- _Problem description_
Once the line with "Objective — one marker per instance of the open" is found, return it along with every line after it, exactly, through the end of the material.

---

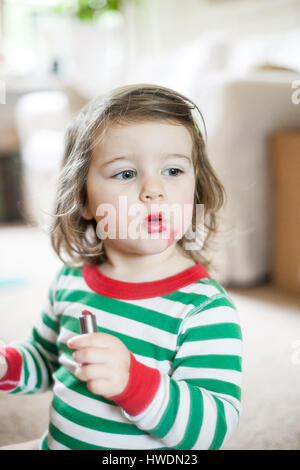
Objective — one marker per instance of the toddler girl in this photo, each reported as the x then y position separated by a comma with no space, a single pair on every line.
163,371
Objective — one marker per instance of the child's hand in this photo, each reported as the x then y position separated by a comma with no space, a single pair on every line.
104,363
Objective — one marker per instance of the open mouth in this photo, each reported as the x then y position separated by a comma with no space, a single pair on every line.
154,223
154,217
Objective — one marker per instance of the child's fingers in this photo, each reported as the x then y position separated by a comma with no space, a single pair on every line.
89,340
92,356
91,372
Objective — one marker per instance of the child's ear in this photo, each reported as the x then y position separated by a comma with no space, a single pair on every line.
86,213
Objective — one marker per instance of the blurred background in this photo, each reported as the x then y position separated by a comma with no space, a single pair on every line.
239,61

---

- _Finished exercise_
Objective — one marker per instance of the open mouth in this photo, each reported as the x then y position separated by a comma with no space, a single pair on every line.
154,223
154,217
Objective — one marker per instance of the child's fingers in this photo, each reported as the x then y position separated by a comma with no space, a single pair on every line.
89,340
92,356
91,372
Objective — one marker per instance of the child's ear in this photo, each reported as the x then y position separated by a comma with no space, a single pair on every line.
86,213
Objective — one marker per instance of the blurred background in this photo, each reported as the x then y position separated by a comma with no space, a single pair on every line.
239,61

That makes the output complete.